▶ **RECORDS PROVIDED**
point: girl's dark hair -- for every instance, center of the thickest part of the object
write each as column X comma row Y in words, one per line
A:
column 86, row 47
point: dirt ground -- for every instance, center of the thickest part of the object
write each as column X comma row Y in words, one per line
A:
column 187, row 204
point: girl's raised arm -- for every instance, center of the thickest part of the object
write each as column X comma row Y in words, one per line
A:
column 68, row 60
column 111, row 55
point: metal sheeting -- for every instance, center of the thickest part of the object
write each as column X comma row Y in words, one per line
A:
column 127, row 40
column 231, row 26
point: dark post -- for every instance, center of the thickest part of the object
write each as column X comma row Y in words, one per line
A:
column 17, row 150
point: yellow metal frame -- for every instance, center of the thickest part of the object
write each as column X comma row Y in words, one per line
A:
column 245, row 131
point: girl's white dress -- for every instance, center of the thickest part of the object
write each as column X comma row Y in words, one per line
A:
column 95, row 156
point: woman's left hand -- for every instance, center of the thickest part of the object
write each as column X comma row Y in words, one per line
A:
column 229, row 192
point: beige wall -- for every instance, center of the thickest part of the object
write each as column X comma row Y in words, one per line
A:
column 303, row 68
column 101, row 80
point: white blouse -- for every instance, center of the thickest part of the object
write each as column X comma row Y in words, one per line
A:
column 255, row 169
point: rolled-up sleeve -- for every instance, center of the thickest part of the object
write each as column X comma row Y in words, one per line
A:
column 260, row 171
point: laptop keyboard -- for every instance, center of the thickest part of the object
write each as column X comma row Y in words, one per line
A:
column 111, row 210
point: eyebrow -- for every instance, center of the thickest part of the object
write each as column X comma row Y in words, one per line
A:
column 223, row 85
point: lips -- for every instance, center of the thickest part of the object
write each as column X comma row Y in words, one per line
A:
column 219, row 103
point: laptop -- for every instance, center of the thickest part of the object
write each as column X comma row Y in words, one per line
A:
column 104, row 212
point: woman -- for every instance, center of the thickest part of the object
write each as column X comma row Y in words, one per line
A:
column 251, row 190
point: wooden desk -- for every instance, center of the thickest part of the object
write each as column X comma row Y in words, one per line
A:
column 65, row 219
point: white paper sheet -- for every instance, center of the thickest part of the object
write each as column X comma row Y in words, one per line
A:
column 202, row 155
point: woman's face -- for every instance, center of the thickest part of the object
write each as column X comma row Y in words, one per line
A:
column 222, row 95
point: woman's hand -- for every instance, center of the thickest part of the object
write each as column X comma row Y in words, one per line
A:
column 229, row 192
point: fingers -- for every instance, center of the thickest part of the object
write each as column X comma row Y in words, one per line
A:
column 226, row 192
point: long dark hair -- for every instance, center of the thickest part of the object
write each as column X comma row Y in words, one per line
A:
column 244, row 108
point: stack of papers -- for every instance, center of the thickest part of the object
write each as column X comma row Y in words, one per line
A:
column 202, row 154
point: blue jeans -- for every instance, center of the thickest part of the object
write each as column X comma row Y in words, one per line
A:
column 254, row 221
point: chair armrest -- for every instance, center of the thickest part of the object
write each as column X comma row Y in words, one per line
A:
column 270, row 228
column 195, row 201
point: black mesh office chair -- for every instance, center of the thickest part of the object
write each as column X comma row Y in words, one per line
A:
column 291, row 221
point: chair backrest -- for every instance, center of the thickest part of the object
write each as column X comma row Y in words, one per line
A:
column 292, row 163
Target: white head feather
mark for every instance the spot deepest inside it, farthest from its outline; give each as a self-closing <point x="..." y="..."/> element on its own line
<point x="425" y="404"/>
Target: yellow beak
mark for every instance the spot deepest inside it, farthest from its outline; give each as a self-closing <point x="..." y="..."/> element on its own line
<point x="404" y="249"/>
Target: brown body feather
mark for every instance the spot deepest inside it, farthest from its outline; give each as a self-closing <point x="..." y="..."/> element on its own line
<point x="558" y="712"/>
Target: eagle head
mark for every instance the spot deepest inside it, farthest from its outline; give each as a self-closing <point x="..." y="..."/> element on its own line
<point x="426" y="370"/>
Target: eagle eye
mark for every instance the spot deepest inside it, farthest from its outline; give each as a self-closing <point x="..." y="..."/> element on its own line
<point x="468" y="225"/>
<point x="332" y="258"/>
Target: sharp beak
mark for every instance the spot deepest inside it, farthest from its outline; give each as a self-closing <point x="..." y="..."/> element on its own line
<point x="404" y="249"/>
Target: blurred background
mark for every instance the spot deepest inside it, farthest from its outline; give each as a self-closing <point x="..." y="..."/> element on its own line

▶ **WHAT THE TASK ASKS**
Render every line of the records above as a numbered list, skipping any blank lines.

▶ **EXERCISE ANSWER**
1. point: girl's dark hair -- for every instance, center of the thickest part of the object
2. write each as column X comma row Y in words, one per line
3. A:
4. column 86, row 47
5. point: dirt ground -- for every instance, center of the thickest part of the object
6. write each as column X comma row Y in words, one per line
7. A:
8. column 187, row 204
9. point: girl's raised arm -- for every instance, center of the thickest part of the object
10. write each as column X comma row Y in words, one per line
11. A:
12. column 68, row 60
13. column 111, row 55
14. point: metal sheeting -- for every instance, center of the thickest part of the object
15. write each as column X comma row Y in words, one per line
16. A:
17. column 127, row 40
18. column 231, row 26
19. point: dark post -- for every instance, center of the thickest part of the object
20. write each as column X comma row Y in words, one per line
21. A:
22. column 17, row 150
23. point: yellow metal frame -- for every instance, center of the thickest part of the object
24. write each as column X comma row Y in words, one per line
25. A:
26. column 245, row 131
27. point: girl's white dress -- for every instance, center of the thickest part of the object
28. write each as column X comma row Y in words, one per line
29. A:
30. column 95, row 156
31. point: woman's left hand -- for every instance, center of the thickest part of the object
32. write each as column X comma row Y in words, one per line
33. A:
34. column 229, row 192
35. point: beige wall -- for every instance, center of the thickest part of the object
36. write each as column X comma row Y in words, one per line
37. A:
38. column 303, row 68
39. column 101, row 80
40. point: white blouse -- for every instance, center of the thickest part of the object
41. write each as column X comma row Y in words, one per line
42. A:
43. column 255, row 169
44. point: rolled-up sleeve -- for every instance, center of the thickest part of the object
45. write each as column X comma row Y in words, one per line
46. A:
47. column 260, row 171
48. point: laptop keyboard -- for every instance, center of the thickest part of the object
49. write each as column X comma row Y in words, one per line
50. A:
51. column 111, row 210
52. point: eyebrow -- for every instance, center of the thickest part of the object
53. write each as column X comma row Y in words, one per line
54. A:
55. column 223, row 85
56. point: lips -- for every instance, center of the thickest part of the object
57. write each as column X comma row Y in words, one per line
58. A:
59. column 219, row 103
60. point: laptop -- for every instance, center of the thickest part of the object
61. write each as column X comma row Y in words, one per line
62. A:
63. column 104, row 212
64. point: woman -- for every instance, center of the thickest part of the object
65. write each as column X comma row Y in words, one per line
66. A:
67. column 251, row 190
68. point: wooden desk -- for every instance, center of the thickest part of the object
69. write each as column X comma row Y in words, one per line
70. A:
71. column 65, row 219
72. point: white paper sheet -- for every instance, center of the thickest part of the object
73. write each as column X comma row Y in words, one per line
74. A:
75. column 202, row 155
76. point: woman's face -- for every instance, center of the thickest part of the object
77. write each as column X comma row Y in words, one per line
78. A:
79. column 222, row 95
80. point: woman's hand -- for every instance, center of the thickest part of the object
81. write each as column X comma row Y in words, one per line
82. A:
83. column 229, row 192
84. point: fingers -- for every instance, center of the thickest part of the object
85. write each as column X comma row Y in words, one per line
86. A:
87. column 226, row 192
88. point: long dark hair -- for every instance, center of the thickest part of the object
89. write each as column X comma row Y in words, one per line
90. A:
91. column 244, row 108
92. point: stack of papers -- for every instance, center of the thickest part of the object
93. write each as column X comma row Y in words, one per line
94. A:
95. column 202, row 154
96. point: blue jeans -- for every instance, center of the thickest part of the object
97. write each as column X comma row Y in words, one per line
98. A:
99. column 254, row 221
100. point: chair armrest -- for every instance, center of the thickest part of the object
101. write each as column X comma row Y in words, one per line
102. A:
103. column 270, row 228
104. column 195, row 201
105. point: black mesh office chair -- for every instance, center of the thickest part of the object
106. write each as column X comma row Y in words, one per line
107. A:
108. column 291, row 221
109. point: chair backrest -- for every instance, center of the thickest part of the object
110. write each as column X comma row Y in words, one per line
111. A:
112. column 292, row 163
113. Target: white head feather
114. mark for every instance the spot deepest inside it, farthest from its outline; give each as a self-closing <point x="..." y="..."/> element on its own line
115. <point x="425" y="404"/>
116. Target: yellow beak
117. mark for every instance the spot deepest inside it, farthest from its outline; give each as a self-closing <point x="..." y="..."/> element on its own line
118. <point x="404" y="249"/>
119. Target: brown body feather
120. mark for every instance the spot deepest inside it, farthest from its outline; give each as a self-closing <point x="..." y="..."/> element on its own line
121. <point x="558" y="712"/>
122. Target: eagle head
123. mark for every instance the spot deepest inside it, farthest from its outline; give each as a self-closing <point x="..." y="..."/> element on its own line
124. <point x="426" y="370"/>
125. Target: eagle eye
126. mark for every instance the spot deepest inside it, farthest from its outline; give each as a self-closing <point x="..." y="..."/> element on its own line
127. <point x="468" y="225"/>
128. <point x="332" y="258"/>
129. Target: sharp beak
130. mark for every instance the spot deepest inside it, farthest from its outline; give each as a self-closing <point x="..." y="..."/> element on its own line
131. <point x="404" y="249"/>
132. Target: blurred background
133. mark for every instance the spot deepest inside it, farthest from its outline; give each as a self-closing <point x="..." y="..."/> element on its own line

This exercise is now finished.